### WHAT IS REQUIRED
Write out, please, the line containing "Please tag the paved walkway" together with all lines after it, up to and including the last one, with no other output.

■ ■ ■ ■

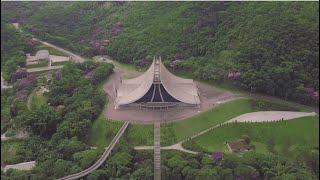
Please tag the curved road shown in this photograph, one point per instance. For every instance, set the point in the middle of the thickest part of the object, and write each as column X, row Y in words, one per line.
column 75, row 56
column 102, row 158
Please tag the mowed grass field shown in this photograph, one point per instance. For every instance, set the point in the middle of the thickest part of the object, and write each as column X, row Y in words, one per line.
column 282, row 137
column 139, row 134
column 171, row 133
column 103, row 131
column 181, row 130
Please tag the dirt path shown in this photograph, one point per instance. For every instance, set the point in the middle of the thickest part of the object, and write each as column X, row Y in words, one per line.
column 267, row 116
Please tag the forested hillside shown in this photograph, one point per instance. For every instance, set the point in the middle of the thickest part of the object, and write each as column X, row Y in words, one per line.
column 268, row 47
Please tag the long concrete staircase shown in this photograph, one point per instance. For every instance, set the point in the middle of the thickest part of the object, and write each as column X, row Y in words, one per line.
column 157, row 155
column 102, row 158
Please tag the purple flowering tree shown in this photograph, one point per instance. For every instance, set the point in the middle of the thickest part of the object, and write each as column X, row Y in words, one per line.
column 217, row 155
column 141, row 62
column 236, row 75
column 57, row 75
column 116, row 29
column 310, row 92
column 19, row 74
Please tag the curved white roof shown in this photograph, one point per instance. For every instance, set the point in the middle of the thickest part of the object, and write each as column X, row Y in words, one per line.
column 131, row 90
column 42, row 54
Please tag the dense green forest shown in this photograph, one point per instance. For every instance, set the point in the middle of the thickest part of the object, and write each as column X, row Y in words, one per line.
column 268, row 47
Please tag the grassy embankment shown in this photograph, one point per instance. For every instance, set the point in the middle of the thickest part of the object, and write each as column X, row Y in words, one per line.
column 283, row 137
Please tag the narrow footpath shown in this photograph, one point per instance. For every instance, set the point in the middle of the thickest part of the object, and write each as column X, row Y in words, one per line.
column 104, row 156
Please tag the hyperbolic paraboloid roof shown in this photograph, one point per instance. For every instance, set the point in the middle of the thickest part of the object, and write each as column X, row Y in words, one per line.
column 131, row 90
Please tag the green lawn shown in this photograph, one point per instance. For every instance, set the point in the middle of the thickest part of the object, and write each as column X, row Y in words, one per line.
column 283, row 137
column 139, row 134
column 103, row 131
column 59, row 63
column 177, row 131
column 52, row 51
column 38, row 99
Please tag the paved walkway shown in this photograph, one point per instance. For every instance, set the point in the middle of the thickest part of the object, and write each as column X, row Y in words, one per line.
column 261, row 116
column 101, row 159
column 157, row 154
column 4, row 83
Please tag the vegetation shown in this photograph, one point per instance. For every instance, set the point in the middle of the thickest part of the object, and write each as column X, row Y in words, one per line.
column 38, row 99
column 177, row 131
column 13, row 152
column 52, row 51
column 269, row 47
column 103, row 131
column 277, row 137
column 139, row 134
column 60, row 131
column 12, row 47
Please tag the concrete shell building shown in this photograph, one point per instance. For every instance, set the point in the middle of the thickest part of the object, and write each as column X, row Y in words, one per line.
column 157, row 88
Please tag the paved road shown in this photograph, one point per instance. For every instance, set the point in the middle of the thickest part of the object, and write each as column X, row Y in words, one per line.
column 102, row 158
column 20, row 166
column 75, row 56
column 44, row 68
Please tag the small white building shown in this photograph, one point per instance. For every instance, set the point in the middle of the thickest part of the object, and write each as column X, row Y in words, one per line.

■ ■ ■ ■

### SOLUTION TO THIS EXERCISE
Please tag the paved walkway shown in this photograph, one point per instance. For every instance, set the point in the middle of the thickest part of the object, and write each as column X, row Y in words, one per line.
column 261, row 116
column 101, row 159
column 157, row 154
column 4, row 83
Please tag the vegetation shown in this photograph, one point per instance. For every instance, set the point in the middle of the thickest part of the object, and write each as column X, row Y in words, one per line.
column 38, row 99
column 177, row 131
column 13, row 152
column 52, row 51
column 269, row 47
column 103, row 131
column 277, row 137
column 139, row 134
column 60, row 131
column 12, row 47
Please tag the concrete shell building shown in this photograph, one point per instance. For every instance, set the point in the middle of the thickest part of the object, and write each as column X, row Y in words, one per line.
column 157, row 88
Please tag the paved road shown in this photograph, one point per instance. For every instance, set the point in the middle of the thickest part of the object, and write each as column X, row Y in words, one per line.
column 102, row 158
column 20, row 166
column 75, row 56
column 44, row 68
Please tag the small white building shown in this photograph, one point per instance. For every instance, set the point in the middle of the thickest part of the object, and write each as column X, row Y in words, one per line.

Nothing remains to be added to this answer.